● Task prompt: Give back every line of the material exactly, as it appears below.

#### Information provided ####

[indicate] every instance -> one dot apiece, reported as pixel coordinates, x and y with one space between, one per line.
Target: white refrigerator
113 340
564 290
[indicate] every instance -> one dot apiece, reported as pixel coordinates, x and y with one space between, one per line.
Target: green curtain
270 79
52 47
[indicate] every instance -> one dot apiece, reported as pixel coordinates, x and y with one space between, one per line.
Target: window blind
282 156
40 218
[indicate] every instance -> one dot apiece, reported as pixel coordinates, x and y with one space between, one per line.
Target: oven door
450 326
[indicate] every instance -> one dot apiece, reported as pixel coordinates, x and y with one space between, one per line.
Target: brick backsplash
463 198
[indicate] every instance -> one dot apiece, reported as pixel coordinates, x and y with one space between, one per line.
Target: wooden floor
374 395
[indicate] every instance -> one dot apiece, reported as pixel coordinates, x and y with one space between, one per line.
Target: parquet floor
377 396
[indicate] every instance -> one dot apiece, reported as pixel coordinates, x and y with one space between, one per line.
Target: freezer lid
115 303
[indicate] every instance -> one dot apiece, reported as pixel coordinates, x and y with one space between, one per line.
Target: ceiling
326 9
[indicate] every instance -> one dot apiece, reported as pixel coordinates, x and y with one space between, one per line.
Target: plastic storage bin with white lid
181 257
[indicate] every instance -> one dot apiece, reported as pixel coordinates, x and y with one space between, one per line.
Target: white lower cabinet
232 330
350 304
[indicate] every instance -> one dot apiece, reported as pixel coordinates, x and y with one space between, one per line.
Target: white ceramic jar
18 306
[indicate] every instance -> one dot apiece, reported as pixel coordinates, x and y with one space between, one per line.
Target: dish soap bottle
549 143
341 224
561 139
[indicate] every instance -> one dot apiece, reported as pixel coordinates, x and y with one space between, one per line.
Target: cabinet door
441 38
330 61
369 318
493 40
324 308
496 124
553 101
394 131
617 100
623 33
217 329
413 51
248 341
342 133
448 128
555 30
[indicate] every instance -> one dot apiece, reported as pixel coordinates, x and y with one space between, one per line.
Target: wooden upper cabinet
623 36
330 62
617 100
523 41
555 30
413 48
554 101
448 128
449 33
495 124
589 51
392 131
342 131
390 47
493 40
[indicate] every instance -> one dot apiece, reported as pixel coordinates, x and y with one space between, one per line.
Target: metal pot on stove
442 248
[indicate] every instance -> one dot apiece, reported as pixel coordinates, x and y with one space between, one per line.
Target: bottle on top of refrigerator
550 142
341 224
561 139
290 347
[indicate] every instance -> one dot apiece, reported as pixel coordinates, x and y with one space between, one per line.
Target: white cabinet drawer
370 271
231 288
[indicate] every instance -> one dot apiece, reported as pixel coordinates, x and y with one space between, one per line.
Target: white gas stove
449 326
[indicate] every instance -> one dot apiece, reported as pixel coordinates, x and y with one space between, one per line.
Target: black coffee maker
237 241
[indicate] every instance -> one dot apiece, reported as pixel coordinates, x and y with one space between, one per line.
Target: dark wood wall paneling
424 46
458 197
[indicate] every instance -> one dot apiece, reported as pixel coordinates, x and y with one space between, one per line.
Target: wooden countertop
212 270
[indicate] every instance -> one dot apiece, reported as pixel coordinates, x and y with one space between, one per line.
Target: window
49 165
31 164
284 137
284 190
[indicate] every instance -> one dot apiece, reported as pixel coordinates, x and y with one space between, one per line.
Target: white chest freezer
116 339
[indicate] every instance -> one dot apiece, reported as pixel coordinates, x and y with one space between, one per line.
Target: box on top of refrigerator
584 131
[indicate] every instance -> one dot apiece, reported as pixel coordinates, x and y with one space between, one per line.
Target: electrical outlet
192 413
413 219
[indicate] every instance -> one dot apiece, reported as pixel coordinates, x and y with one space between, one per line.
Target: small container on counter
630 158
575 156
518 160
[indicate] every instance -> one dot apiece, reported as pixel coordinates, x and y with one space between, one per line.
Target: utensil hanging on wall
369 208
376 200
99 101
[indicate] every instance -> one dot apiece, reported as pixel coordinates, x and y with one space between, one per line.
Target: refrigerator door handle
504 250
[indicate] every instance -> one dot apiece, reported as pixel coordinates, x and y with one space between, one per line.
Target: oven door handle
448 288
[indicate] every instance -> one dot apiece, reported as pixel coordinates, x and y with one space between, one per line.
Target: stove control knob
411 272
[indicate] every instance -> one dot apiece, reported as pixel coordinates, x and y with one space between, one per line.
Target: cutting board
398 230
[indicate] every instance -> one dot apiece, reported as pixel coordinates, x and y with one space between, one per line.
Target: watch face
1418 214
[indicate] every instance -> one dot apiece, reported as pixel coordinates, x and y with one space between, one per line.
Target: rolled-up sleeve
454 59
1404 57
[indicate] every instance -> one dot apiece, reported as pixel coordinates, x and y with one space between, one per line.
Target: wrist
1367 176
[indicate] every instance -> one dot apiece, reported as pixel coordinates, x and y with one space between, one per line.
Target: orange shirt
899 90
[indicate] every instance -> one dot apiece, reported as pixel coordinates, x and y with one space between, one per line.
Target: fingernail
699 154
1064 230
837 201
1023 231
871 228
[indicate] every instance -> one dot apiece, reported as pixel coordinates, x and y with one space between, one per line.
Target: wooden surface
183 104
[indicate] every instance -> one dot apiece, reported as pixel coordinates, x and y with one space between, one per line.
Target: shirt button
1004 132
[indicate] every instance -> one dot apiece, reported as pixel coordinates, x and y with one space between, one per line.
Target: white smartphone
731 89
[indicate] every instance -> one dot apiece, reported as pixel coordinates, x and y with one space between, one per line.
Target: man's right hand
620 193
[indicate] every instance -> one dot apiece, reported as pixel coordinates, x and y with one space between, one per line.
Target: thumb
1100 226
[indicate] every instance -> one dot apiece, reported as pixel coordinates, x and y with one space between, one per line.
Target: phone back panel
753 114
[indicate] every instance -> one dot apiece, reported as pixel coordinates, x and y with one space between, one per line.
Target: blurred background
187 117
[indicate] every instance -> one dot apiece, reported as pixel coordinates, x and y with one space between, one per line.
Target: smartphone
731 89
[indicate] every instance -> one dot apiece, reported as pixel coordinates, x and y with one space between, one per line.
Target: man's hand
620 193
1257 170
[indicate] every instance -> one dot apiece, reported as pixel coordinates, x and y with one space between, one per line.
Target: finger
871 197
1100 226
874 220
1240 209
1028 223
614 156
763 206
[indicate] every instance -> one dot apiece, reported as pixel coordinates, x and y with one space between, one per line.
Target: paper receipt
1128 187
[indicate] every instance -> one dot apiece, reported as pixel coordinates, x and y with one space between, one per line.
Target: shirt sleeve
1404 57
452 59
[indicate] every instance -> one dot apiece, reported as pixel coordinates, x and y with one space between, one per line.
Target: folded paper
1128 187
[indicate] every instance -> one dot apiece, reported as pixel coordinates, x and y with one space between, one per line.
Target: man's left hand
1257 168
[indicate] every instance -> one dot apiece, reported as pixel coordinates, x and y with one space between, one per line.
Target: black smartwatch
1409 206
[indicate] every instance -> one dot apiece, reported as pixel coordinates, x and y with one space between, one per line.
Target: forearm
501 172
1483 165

####

● Answer for the task:
[indicate] every instance -> one dot apiece, reported as pixel coordinates, x and y with one space between, one per line.
Target: white refrigerator
113 340
564 290
[indicate] every instance -> one dot apiece, reported as pixel coordinates, x and y with one space between, one per line.
Target: green curtain
270 79
52 47
[indicate] every instance -> one dot apiece, reported as pixel coordinates, x and y with one space between, one per line.
Target: window blind
282 156
40 218
[indicate] every instance -> one dot apiece, reported as pixel coordinates, x and y with one space between, one per line.
Target: oven door
450 326
[indicate] every instance -> one dot apiece, reported as pixel coordinates, x and y with one space between, one per line.
Target: brick backsplash
463 198
[indicate] every instance -> one dot apiece, reported as pixel coordinates, x and y with one space between, one per line.
Target: wooden floor
374 395
[indicate] every instance -> one dot apiece, reported as pixel coordinates, x and y with one space between, one per line.
Target: parquet floor
377 396
[indicate] every instance -> one dot apiece, reported as pixel coordinates, x and y with one space between, one per line.
Target: freezer lid
115 303
[indicate] every instance -> one dot apiece, reported as pixel coordinates, x and y with one space between, one per line.
Target: ceiling
326 9
[indicate] every instance -> one dot apiece, reported as pixel coordinates, x and y with one space between, one per line.
Target: plastic storage bin with white lid
181 257
[indicate] every instance -> one dot apiece, reported as pixel coordinates, x and y with one space between, one per line.
Target: white lower cabinet
232 330
350 304
[indicate] every instance -> one dot apiece, reported as pixel coordinates, x and y with one space between, one per line.
Target: white ceramic jar
18 306
[indicate] every instance -> one dot apiece, reported as pixel coordinates, x and y with one space between, one per line.
Target: dish soap bottle
549 143
341 224
561 139
[indicate] every instance -> one dot apiece, reported as pixel coordinates, x and y with one space between, one per line.
Target: cabinet door
441 38
330 61
369 318
493 40
324 308
496 124
553 101
394 131
617 100
623 33
217 329
413 51
248 341
342 133
448 128
555 30
[indicate] every instance -> one dot apiece, reported as pixel coordinates, x and y with one space between, one per line.
Target: wooden upper cabinet
623 36
330 62
617 100
523 41
555 30
413 48
554 101
448 128
449 33
495 124
589 51
392 131
342 131
390 47
493 40
[indicate] every instance -> one dot apiece, reported as pixel coordinates, x and y with one space between, one per line.
Target: metal pot on stove
442 248
[indicate] every instance -> one dot apiece, reported as pixel coordinates, x and y with one space between, one per line.
Target: bottle on top of refrigerator
550 142
341 224
561 139
290 347
[indicate] every instance -> one dot apiece, reported as pixel coordinates, x and y with one space between, one per line.
Target: white cabinet drawer
370 271
231 288
[indicate] every instance -> one dot apiece, reported as pixel coordinates, x and y with one space between, one per line.
Target: white gas stove
449 326
[indicate] every instance -> one dot apiece, reported as pixel coordinates, x and y with one space between, one per line.
Target: black coffee maker
237 241
[indicate] every instance -> one dot apiece, reported as pixel coordinates, x and y with one space between, one per line.
Target: dark wood wall paneling
424 46
458 197
[indicate] every instance -> one dot apiece, reported as pixel coordinates, x and y with one space between, one per line.
Target: wooden countertop
212 270
[indicate] every instance -> one dot apiece, reported as pixel coordinates, x and y with one space between, one per line.
Target: window
49 165
31 164
284 137
284 190
[indicate] every instance -> one dot apiece, reported as pixel coordinates, x and y with one space between, one per line.
Target: white chest freezer
116 339
[indicate] every instance -> one dot apiece, reported as pixel coordinates, x and y with one space between, one per line.
Target: box on top of refrigerator
584 131
[indicate] every instance -> one dot apiece, reported as pixel coordinates, x and y with one space between, one per line.
Target: electrical outlet
192 413
413 219
[indicate] every instance -> one dot apiece, reported as pixel coordinates, x and y with one space between, one per line.
Target: small container on counter
630 158
575 156
518 160
[indicate] every instance -> one dot apiece, reported as pixel coordinates, x and y with one space between, one per line.
Target: utensil hanging on wall
369 208
376 200
99 101
[indicate] every instance -> one dot apiece, reported as pixel coordinates, x and y with one space between, one per line.
Target: refrigerator door handle
504 250
[indicate] every instance -> one dot apiece, reported as pixel coordinates, x and y with one space between, one per line.
Target: oven door handle
448 288
[indicate] every instance -> one dot apiece, reported as pixel coordinates, x and y with one space between, one per line.
Target: stove control knob
411 272
[indicate] every instance -> one dot apiece, reported as pixel coordinates, x and y with one space between, one per line.
Target: cutting board
398 230
[indicate] every instance -> one dot apiece, reported as pixel coordinates, x and y with one space between, one per line.
Target: watch face
1418 214
[indicate] every instance -> one dot apiece, reported as pixel coordinates, x and y with one space between, one per line.
Target: rolled-up sleeve
454 59
1404 57
[indicate] every instance -> one dot apiece, reported as pixel coordinates, x and y with one space between, one per line.
Target: wrist
1367 176
[indicate] every instance -> one dot apiece, reported as pixel coordinates, x and y with one space between, one per line.
Target: orange shirt
899 90
[indicate] every instance -> one dot apiece, reported as pixel coordinates, x and y with one space between, one per line.
Target: fingernail
699 154
1064 230
837 201
1023 231
871 228
[indicate] every instance -> one dot apiece, reported as pixel coordinates, x and y with one space between, one per line.
Target: wooden surface
183 104
[indicate] every instance -> one dot apiece, reported as pixel coordinates, x and y with one space between, one per line.
Target: shirt button
1004 132
[indicate] every instance -> one dot apiece, reported as pixel coordinates, x and y with one space between, one per line.
Target: white smartphone
731 89
[indicate] every instance -> one dot apiece, reported as pixel coordinates, x and y with one space between, one per line.
Target: man's right hand
620 193
[indicate] every instance -> one dot apiece, reported as pixel coordinates, x and y with one space between, one per line.
Target: thumb
1100 226
[indicate] every instance -> one dot apiece, reported as pixel coordinates, x and y with one space between, one per line.
Target: phone back panel
753 114
[indicate] every instance -> one dot apiece, reported as pixel coordinates, x and y with one space between, one per line.
Target: blurred background
187 117
[indicate] every instance -> one dot apiece, reported as pixel coordinates, x and y with one space between, one per line.
Target: smartphone
731 89
[indicate] every instance -> one dot apiece, reported as pixel coordinates, x and y with one space between, one per line.
Target: man's hand
620 193
1257 170
[indicate] every instance -> one dot apiece, reported as pixel coordinates, x and y with one space between, one per line.
Target: finger
871 197
1100 226
874 220
1240 209
1028 223
614 156
763 206
[indicate] every instance -> one dot apiece, reported as pixel coordinates, x and y with one space between, one per line.
Target: paper receipt
1128 187
[indicate] every instance -> one dot apiece, reported as pixel coordinates, x and y with one space between, one per line.
Target: shirt sleeve
1404 57
452 59
[indicate] every instance -> one dot apiece, reported as pixel coordinates, x and y with one space between, one per line.
Target: folded paper
1128 187
[indicate] every instance -> one dot apiece, reported as pixel coordinates, x and y with one space between, one per line.
Target: man's left hand
1257 168
[indicate] every instance -> one dot apiece, reported as pixel coordinates, x and y with one space between, one per line.
Target: black smartwatch
1409 206
[indicate] every instance -> one dot apiece, reported as pixel coordinates, x and y with one space between, one per line.
Target: forearm
501 172
1483 165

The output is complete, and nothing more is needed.